- **Required actions**:
1 - Rewrite the section of the Bear Stearns post starting with "Krugman has good" and going on through "of Bear Stearns.", putting "productive economy" wherever "real economy" appears.
2 - According to the Bear Stearns post, in what year did Bear refuse to take part in the rescue after Long-Term Capital Management collapsed?

- **Page**:
>>
Nemesis

Krugman has good perspective on Bear, Stearns (“If you can keep your head when all about you / are losing theirs and blaming it on you…”)

When push comes to shove, financial officials — rightly — aren’t willing to run the risk that losses on bad loans will cripple the financial system and take the real economy down with it.

Which is actually re-assuring to me; I don’t live in the financial economy at all; I live in the real economy.

Consider what happened last Friday, when the Federal Reserve rushed to the aid of Bear Stearns.

Nobody expects an investment bank to be a charitable institution, but Bear has a particularly nasty reputation. As Gretchen Morgenson of The New York Times reminds us, Bear “has often operated in the gray areas of Wall Street and with an aggressive, brass-knuckles approach.”

Bear was a major promoter of the most questionable subprime lenders. It lured customers into two of its own hedge funds that were among the first to go bust in the current crisis. And it’s a bad financial citizen: the last time the Fed tried to contain a financial crisis, after the collapse of Long-Term Capital Management in 1998, Bear refused to participate in the rescue operation.

Bear, in other words, deserved to be allowed to fail — both on the merits and to teach Wall Street not to expect someone else to clean up its messes.

So, Bear got culled and devoured by JP Morgan (much as Spitzer may gotten culled). Interesting.

But the Fed rode to Bear’s rescue anyway, fearing that the collapse of a major investment bank would cause panic in the markets and wreak havoc with the wider economy. Fed officials knew that they were doing a bad thing, but believed that the alternative would be even worse.

As Bear goes, so will go the rest of the financial system. And if history is any guide, the coming taxpayer-financed bailout will end up costing a lot of money.

Part of me says fine! I don’t have any! Then again, I’m not (yet) able to grow all my food on my eighth of any acre, so not having “any” means only having a small amount…

[T]he big bailout is coming. The only question is how well it will be managed.

As I said, the important thing is to bail out the system, not the people who got us into this mess. That means cleaning out the shareholders in failed institutions, making bondholders take a haircut, and canceling the stock options of executives who got rich playing heads I win, tails you lose.
<<
- **Data section**:
>>
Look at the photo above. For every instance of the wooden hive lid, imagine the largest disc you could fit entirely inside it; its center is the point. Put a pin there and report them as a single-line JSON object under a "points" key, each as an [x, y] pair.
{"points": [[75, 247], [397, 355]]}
<<
- **Answers to the tasks**:
1 -
Krugman has good perspective on Bear, Stearns (“If you can keep your head when all about you / are losing theirs and blaming it on you…”)

When push comes to shove, financial officials — rightly — aren’t willing to run the risk that losses on bad loans will cripple the financial system and take the productive economy down with it.

Which is actually re-assuring to me; I don’t live in the financial economy at all; I live in the productive economy.

Consider what happened last Friday, when the Federal Reserve rushed to the aid of Bear Stearns.

2 - 1998